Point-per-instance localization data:
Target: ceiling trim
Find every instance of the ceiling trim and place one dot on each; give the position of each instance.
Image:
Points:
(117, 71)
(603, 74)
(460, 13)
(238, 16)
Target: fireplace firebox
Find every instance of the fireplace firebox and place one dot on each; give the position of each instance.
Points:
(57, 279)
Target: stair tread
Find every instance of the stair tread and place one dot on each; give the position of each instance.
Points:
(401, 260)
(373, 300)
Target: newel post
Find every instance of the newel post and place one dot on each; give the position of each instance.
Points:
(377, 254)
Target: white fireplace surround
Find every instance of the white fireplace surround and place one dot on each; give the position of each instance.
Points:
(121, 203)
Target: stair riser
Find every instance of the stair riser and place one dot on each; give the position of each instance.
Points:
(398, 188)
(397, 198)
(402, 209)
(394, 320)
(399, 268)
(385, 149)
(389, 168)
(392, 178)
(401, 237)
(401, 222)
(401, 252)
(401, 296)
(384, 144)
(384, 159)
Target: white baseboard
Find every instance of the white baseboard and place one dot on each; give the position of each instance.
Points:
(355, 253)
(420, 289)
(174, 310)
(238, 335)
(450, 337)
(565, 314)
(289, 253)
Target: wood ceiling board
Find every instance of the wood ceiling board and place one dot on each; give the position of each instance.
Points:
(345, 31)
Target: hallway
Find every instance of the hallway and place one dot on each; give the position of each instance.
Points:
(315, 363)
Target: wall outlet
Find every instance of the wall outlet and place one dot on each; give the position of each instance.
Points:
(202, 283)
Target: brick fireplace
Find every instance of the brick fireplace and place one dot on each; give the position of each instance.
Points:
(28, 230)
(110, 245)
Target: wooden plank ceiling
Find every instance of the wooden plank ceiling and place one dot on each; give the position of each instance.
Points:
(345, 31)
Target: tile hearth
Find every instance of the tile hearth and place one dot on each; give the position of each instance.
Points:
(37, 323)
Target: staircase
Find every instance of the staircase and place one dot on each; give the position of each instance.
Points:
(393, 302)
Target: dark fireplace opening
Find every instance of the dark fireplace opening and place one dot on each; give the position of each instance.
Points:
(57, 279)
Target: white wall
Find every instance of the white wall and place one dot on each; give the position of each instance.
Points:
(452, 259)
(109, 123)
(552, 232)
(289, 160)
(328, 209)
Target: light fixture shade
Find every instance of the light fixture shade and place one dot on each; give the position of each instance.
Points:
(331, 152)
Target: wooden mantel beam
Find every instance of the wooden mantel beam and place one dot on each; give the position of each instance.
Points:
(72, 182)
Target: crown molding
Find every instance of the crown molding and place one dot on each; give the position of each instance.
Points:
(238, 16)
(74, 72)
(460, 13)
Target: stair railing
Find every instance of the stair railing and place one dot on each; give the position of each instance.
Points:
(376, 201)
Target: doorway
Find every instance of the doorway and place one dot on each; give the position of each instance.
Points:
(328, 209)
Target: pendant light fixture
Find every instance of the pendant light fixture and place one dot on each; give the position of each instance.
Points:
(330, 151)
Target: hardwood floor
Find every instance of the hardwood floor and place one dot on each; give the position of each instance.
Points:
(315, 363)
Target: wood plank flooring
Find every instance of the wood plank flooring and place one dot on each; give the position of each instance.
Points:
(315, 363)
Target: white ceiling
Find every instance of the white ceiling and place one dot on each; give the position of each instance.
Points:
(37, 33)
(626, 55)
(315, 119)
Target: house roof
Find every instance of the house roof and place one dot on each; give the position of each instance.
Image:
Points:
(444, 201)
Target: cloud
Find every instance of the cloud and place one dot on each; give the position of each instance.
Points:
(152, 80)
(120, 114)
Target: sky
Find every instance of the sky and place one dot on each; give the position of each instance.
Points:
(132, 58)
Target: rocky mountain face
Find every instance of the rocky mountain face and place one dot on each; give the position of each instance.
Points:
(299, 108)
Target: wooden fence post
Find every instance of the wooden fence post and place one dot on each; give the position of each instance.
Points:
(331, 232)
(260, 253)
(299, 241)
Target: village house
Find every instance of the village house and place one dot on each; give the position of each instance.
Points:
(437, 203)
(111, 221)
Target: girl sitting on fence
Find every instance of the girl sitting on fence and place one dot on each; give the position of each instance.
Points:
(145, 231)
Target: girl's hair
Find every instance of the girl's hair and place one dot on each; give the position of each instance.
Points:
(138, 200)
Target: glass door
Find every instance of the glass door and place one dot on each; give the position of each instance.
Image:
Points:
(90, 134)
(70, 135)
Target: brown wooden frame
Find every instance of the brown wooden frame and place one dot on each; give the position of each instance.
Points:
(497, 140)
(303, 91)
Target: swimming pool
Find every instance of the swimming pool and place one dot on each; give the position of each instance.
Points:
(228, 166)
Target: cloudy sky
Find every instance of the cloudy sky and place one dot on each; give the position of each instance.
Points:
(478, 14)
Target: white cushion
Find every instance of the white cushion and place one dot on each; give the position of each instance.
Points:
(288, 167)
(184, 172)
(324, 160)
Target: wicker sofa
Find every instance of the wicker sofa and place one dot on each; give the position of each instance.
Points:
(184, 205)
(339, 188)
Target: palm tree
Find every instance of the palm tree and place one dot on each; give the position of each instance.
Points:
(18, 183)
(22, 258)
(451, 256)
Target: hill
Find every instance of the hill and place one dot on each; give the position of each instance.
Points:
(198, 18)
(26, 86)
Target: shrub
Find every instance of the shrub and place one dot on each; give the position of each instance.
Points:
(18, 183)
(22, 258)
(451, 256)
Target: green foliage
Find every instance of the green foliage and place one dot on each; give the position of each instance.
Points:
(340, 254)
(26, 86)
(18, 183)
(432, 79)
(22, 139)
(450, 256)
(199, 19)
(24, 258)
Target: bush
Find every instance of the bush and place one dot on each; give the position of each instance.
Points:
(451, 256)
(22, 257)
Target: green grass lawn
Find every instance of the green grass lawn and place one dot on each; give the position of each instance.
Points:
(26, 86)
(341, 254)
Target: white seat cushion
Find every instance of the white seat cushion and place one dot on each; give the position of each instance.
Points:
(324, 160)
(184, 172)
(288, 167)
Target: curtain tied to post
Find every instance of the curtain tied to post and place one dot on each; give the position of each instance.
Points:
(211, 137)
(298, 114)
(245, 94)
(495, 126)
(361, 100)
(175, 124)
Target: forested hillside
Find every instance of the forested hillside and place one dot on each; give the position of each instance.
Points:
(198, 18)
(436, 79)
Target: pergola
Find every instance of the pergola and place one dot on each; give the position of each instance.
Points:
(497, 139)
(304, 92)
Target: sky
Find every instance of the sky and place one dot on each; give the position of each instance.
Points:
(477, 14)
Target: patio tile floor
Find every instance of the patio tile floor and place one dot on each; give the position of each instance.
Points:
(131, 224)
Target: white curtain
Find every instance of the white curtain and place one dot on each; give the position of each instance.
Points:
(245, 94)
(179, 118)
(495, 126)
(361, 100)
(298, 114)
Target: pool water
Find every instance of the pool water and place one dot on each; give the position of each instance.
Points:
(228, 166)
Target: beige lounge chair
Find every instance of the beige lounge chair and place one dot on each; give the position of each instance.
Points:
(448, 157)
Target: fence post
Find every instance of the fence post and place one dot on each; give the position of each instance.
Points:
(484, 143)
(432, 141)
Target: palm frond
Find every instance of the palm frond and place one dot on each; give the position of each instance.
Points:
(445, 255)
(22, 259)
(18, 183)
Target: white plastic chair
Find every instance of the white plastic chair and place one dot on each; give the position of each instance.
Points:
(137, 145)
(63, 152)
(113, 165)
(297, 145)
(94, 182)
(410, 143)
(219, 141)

Work to be completed:
Output the data above in full and exactly.

Exercise output:
Target: ceiling trim
Find every instance of the ceiling trim and place one dot on each; give the position of each instance.
Image:
Points:
(117, 71)
(603, 74)
(460, 13)
(238, 16)
Target: fireplace firebox
Find every instance of the fireplace firebox and place one dot on each; give the position of each instance.
Points:
(57, 279)
Target: stair tread
Find every instance of the stair tread and place one dot on each; give the position of each instance.
Points:
(401, 260)
(373, 300)
Target: newel post
Find every instance of the newel post and place one dot on each; give the position of each instance.
Points:
(377, 254)
Target: white fireplace surround
Find every instance of the white fireplace surround and place one dot on each; give the position of each instance.
Points:
(121, 203)
Target: stair riser
Find every instance of the stair riser and place one dot on each; give the position of each instance.
Points:
(398, 188)
(397, 198)
(402, 209)
(394, 320)
(399, 268)
(385, 149)
(389, 168)
(392, 178)
(401, 237)
(401, 222)
(401, 252)
(401, 296)
(384, 144)
(384, 159)
Target: white baseboard
Find every instance of the white baseboard and place one dot on each; give the position of each instance.
Points:
(355, 253)
(420, 289)
(174, 310)
(238, 335)
(450, 337)
(565, 314)
(289, 253)
Target: wood ceiling board
Find every instance of the wood ceiling board and place one dot on each; give the position of each instance.
Points:
(345, 31)
Target: hallway
Find every instance of the hallway and place one dot on each; give the position of each instance.
Points:
(315, 363)
Target: wall outlet
Find every instance of the wall outlet and place one dot on each; give the position of each instance.
Points:
(202, 283)
Target: brick fireplace
Find every instance of the brick fireplace and place one dot on each; give the position of each instance.
Points:
(28, 230)
(110, 245)
Target: wooden plank ceiling
Find every instance of the wooden plank ceiling and place one dot on each; give the position of each instance.
Points:
(345, 31)
Target: tile hearth
Find every instance of the tile hearth and place one dot on each; give the position of each instance.
Points:
(37, 323)
Target: staircase
Find every instance of the staircase and place one dot on each; give the position of each instance.
Points:
(393, 302)
Target: dark fireplace opening
Find every instance of the dark fireplace opening and place one dot on each; give the position of each instance.
Points:
(57, 279)
Target: white wall
Find every instance of the white wall and place one dot on each; give the position of each instance.
Points:
(452, 259)
(109, 123)
(552, 232)
(289, 160)
(328, 209)
Target: light fixture shade
Find every instance of the light fixture shade and place one dot on each; give the position of each instance.
Points:
(331, 152)
Target: wooden mantel beam
Find every instance of the wooden mantel beam and place one dot on each; give the position of each instance.
Points:
(72, 182)
Target: crown molding
Find every instance of the crown molding and place one dot on each; give the position of each instance.
Points:
(238, 16)
(74, 72)
(460, 13)
Target: stair railing
Find every instance of the stair railing and place one dot on each; give the position of each instance.
Points:
(376, 201)
Target: doorway
Find every instance of the doorway and place one dot on each; give the position of each instance.
Points:
(328, 209)
Target: pendant light fixture
Find every instance of the pendant light fixture and place one dot on each; give the position of each instance.
Points:
(330, 151)
Target: hardwood floor
Find every instance of the hardwood floor and place one dot on each; give the position of each instance.
Points:
(315, 363)
Target: wood plank flooring
Find every instance of the wood plank flooring and place one dot on each; give the position of each instance.
Points:
(315, 363)
Target: white ceiling
Find every instance of the white ceiling and place one dot on each; give the position of each instance.
Points:
(37, 33)
(626, 55)
(315, 119)
Target: house roof
Find every instance of the house roof and place one dot on each; give the position of each instance.
Image:
Points:
(444, 201)
Target: cloud
Find every instance of the cloud and place one dot on each; give the position of each instance.
Points:
(152, 80)
(120, 114)
Target: sky
Find every instance of the sky and place one dot on each; give the position of each instance.
Points:
(132, 58)
Target: rocky mountain face
Find every instance of the rocky mountain face and place one dot on each; give the position of each instance.
Points:
(299, 108)
Target: wooden fence post
Find every instance of the wooden fence post and place one dot on each; give the position of each instance.
Points:
(331, 232)
(260, 253)
(299, 241)
Target: village house
Find every instance of the village house and place one dot on each; give the position of each instance.
Points:
(437, 203)
(111, 221)
Target: girl sitting on fence
Find every instance of the girl sitting on fence and place one dot on each; give the position of each instance.
Points:
(145, 231)
Target: girl's hair
Find every instance of the girl's hair and place one dot on each; give the position of each instance.
Points:
(138, 200)
Target: glass door
Find every instance of the glass door and place one dot on each; give the position of each instance.
Image:
Points:
(90, 134)
(70, 135)
Target: brown wooden frame
Find every instance of the brown wooden frame and place one dot on each; give the position of each instance.
Points:
(497, 140)
(303, 91)
Target: swimming pool
Find every instance of the swimming pool and place one dot on each; give the position of each instance.
Points:
(228, 166)
Target: cloudy sky
Find every instance of the cloudy sky and place one dot on each; give the position of each instance.
Points:
(478, 14)
Target: white cushion
Find every instance of the white cushion and place one dot on each; give the position of each instance.
Points:
(288, 167)
(184, 172)
(324, 160)
Target: wicker sofa
Find every instance of the wicker sofa and place one dot on each; give the position of each instance.
Points:
(184, 205)
(339, 188)
Target: palm tree
Find every instance of the palm tree and place one dot on each; give the position of each instance.
Points:
(18, 183)
(22, 258)
(451, 256)
Target: hill
Find every instance of the hill and place one dot on each; give the position of each instance.
Points:
(198, 18)
(26, 86)
Target: shrub
Find every instance of the shrub and place one dot on each; give the position of each instance.
Points:
(18, 183)
(22, 258)
(451, 256)
Target: green foliage
Find every instance of the green foliage and place one dot on each; give the position of each instance.
Points:
(340, 254)
(26, 86)
(18, 183)
(432, 79)
(22, 139)
(450, 256)
(199, 19)
(24, 258)
Target: bush
Find every instance of the bush and place one dot on each; give the position of each instance.
Points:
(451, 256)
(22, 257)
Target: green grass lawn
Find every instance of the green grass lawn and place one dot on each; give the position of each instance.
Points:
(26, 86)
(341, 254)
Target: white seat cushion
Find every instance of the white seat cushion and place one dot on each; give the position of each instance.
Points:
(324, 160)
(184, 172)
(288, 167)
Target: curtain tied to post
Find every instance of the curtain tied to post and place one dot on each; give the position of each instance.
Points:
(211, 137)
(298, 114)
(245, 94)
(495, 126)
(361, 100)
(175, 124)
Target: forested hillside
Find every instance of the forested hillside and place one dot on each; give the position of each instance.
Points:
(198, 18)
(436, 79)
Target: pergola
Find every instance of the pergola and place one dot on each; give the position of each instance.
Points:
(497, 139)
(304, 92)
Target: sky
Find every instance of the sky and place one dot on each; give the position of each instance.
Points:
(477, 14)
Target: patio tile floor
Find every instance of the patio tile floor and place one dot on each; give the position of each instance.
Points:
(131, 224)
Target: white curtain
Find every instance of the white curtain and place one dot on each; give the position of each instance.
Points:
(245, 94)
(179, 118)
(495, 126)
(361, 100)
(298, 114)
Target: pool water
Find every instance of the pool water and place one dot on each; give the position of each instance.
Points:
(228, 166)
Target: beige lounge chair
Find every instance of the beige lounge chair and place one dot on each; give the position of each instance.
Points:
(448, 157)
Target: fence post
Find every instance of the fence post and place one dot on each; give the position of each instance.
Points:
(484, 143)
(432, 141)
Target: palm frond
Find every instance of the palm frond and place one dot on each; give the position of each instance.
Points:
(445, 255)
(22, 259)
(18, 183)
Target: white plastic chair
Find every instance of the white plastic chair and place one dot on each; give the position of each instance.
Points:
(137, 145)
(63, 152)
(113, 165)
(297, 145)
(94, 182)
(410, 143)
(219, 141)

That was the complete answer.